━━━━━ Data for processing ━━━━━

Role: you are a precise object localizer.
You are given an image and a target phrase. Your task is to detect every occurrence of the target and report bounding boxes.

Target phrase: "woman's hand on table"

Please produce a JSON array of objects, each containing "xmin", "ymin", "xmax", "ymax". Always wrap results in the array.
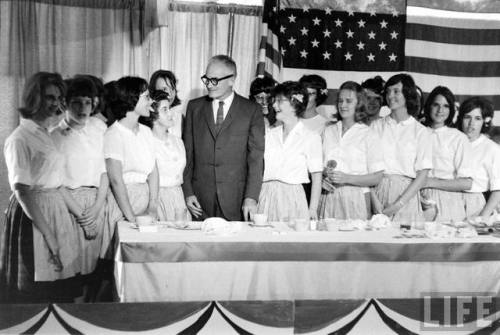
[
  {"xmin": 309, "ymin": 208, "xmax": 318, "ymax": 221},
  {"xmin": 382, "ymin": 201, "xmax": 404, "ymax": 217}
]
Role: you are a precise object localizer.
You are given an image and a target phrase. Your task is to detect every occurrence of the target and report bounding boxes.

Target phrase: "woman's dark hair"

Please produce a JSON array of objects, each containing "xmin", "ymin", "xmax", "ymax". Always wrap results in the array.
[
  {"xmin": 384, "ymin": 73, "xmax": 419, "ymax": 116},
  {"xmin": 272, "ymin": 81, "xmax": 309, "ymax": 118},
  {"xmin": 457, "ymin": 96, "xmax": 494, "ymax": 134},
  {"xmin": 250, "ymin": 77, "xmax": 277, "ymax": 126},
  {"xmin": 361, "ymin": 76, "xmax": 385, "ymax": 96},
  {"xmin": 66, "ymin": 76, "xmax": 98, "ymax": 103},
  {"xmin": 107, "ymin": 76, "xmax": 148, "ymax": 121},
  {"xmin": 299, "ymin": 74, "xmax": 328, "ymax": 106},
  {"xmin": 139, "ymin": 90, "xmax": 169, "ymax": 129},
  {"xmin": 19, "ymin": 72, "xmax": 66, "ymax": 119},
  {"xmin": 250, "ymin": 77, "xmax": 276, "ymax": 97},
  {"xmin": 103, "ymin": 80, "xmax": 118, "ymax": 126},
  {"xmin": 74, "ymin": 74, "xmax": 105, "ymax": 116},
  {"xmin": 422, "ymin": 86, "xmax": 456, "ymax": 127},
  {"xmin": 338, "ymin": 81, "xmax": 369, "ymax": 124},
  {"xmin": 149, "ymin": 70, "xmax": 180, "ymax": 108}
]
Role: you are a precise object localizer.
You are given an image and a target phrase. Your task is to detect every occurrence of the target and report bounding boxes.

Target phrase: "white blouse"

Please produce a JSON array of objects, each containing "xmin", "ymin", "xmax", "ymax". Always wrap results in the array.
[
  {"xmin": 4, "ymin": 119, "xmax": 64, "ymax": 190},
  {"xmin": 154, "ymin": 134, "xmax": 186, "ymax": 187},
  {"xmin": 466, "ymin": 135, "xmax": 500, "ymax": 193},
  {"xmin": 301, "ymin": 113, "xmax": 330, "ymax": 135},
  {"xmin": 428, "ymin": 126, "xmax": 472, "ymax": 180},
  {"xmin": 103, "ymin": 121, "xmax": 156, "ymax": 184},
  {"xmin": 263, "ymin": 121, "xmax": 323, "ymax": 184},
  {"xmin": 371, "ymin": 115, "xmax": 433, "ymax": 178},
  {"xmin": 323, "ymin": 122, "xmax": 385, "ymax": 174},
  {"xmin": 51, "ymin": 118, "xmax": 106, "ymax": 189}
]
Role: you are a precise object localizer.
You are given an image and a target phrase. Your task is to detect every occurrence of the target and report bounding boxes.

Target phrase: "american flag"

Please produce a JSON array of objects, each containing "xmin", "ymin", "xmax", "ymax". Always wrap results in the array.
[{"xmin": 258, "ymin": 0, "xmax": 500, "ymax": 122}]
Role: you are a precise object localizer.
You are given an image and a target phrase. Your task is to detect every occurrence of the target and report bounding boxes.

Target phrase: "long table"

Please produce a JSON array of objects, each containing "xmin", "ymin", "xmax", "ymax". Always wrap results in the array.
[{"xmin": 114, "ymin": 221, "xmax": 500, "ymax": 302}]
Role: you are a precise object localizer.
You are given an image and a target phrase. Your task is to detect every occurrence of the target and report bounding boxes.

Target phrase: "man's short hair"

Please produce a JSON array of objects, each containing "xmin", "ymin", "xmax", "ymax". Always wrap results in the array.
[{"xmin": 208, "ymin": 55, "xmax": 237, "ymax": 77}]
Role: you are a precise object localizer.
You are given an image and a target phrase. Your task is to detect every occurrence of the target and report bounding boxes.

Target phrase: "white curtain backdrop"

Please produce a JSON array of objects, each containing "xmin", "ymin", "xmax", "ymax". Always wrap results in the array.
[{"xmin": 0, "ymin": 0, "xmax": 262, "ymax": 212}]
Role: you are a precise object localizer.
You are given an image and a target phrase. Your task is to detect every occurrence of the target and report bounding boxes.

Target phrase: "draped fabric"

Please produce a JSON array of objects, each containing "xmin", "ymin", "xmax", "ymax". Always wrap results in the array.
[{"xmin": 0, "ymin": 0, "xmax": 262, "ymax": 212}]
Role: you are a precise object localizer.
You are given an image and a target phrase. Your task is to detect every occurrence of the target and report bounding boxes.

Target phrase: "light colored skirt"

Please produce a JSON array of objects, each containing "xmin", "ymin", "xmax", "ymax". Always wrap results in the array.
[
  {"xmin": 32, "ymin": 189, "xmax": 81, "ymax": 281},
  {"xmin": 257, "ymin": 181, "xmax": 309, "ymax": 221},
  {"xmin": 101, "ymin": 183, "xmax": 150, "ymax": 258},
  {"xmin": 157, "ymin": 186, "xmax": 191, "ymax": 221},
  {"xmin": 319, "ymin": 185, "xmax": 369, "ymax": 220},
  {"xmin": 420, "ymin": 188, "xmax": 466, "ymax": 222},
  {"xmin": 463, "ymin": 192, "xmax": 486, "ymax": 218},
  {"xmin": 375, "ymin": 174, "xmax": 424, "ymax": 222},
  {"xmin": 69, "ymin": 187, "xmax": 105, "ymax": 275}
]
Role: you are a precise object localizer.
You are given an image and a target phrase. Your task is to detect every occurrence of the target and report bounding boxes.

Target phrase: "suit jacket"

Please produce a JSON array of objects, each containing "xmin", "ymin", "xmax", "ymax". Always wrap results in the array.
[{"xmin": 182, "ymin": 93, "xmax": 265, "ymax": 220}]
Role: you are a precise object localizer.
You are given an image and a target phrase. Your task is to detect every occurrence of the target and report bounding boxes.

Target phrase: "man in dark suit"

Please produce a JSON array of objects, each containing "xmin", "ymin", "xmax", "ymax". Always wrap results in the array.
[{"xmin": 182, "ymin": 55, "xmax": 265, "ymax": 221}]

━━━━━

[What to work on]: Every line in the entries that contains the word "dark" should be counted, and the total stated alone.

[Task solution]: 2